GOAL OF THE EXERCISE
Please name the date on which the second annual 'Wear Pants to Church' event took place, according to the passage about that event.

PAGE EXTRACT
>> start

Has it really been a year? Sunday 15 December was the second annual ‘Wear Pants to Church’ event. Of course the first time around I had no idea this would be an annual event. Back then it took me a while to decide what I was going to do. I love trousers. I wear them all the time. Jeans usually. But then I’m a SAHM and don’t need to dress for the office. Still my wardrobe did contain a nice pair of smart trousers I’d felt impressed to buy two or three months previously. They were there, they fitted, I liked them, and could afford to buy them. Back then I thought maybe this signified I was going to have to re-enter the job market. And I can guarantee that if I’d waited until I needed them to buy them, I wouldn’t have been able to find anything suitable. So there they were, and I’d worn them once, for a funeral.

>> end

DATASET CONTENT
>> start

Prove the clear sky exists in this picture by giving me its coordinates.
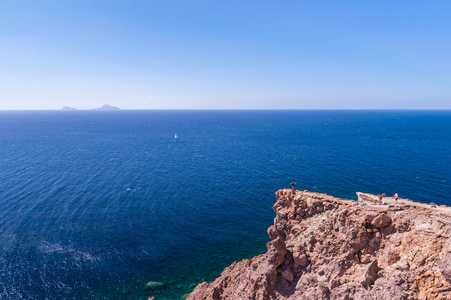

>> end

THE RESPONSE
Sunday 15 December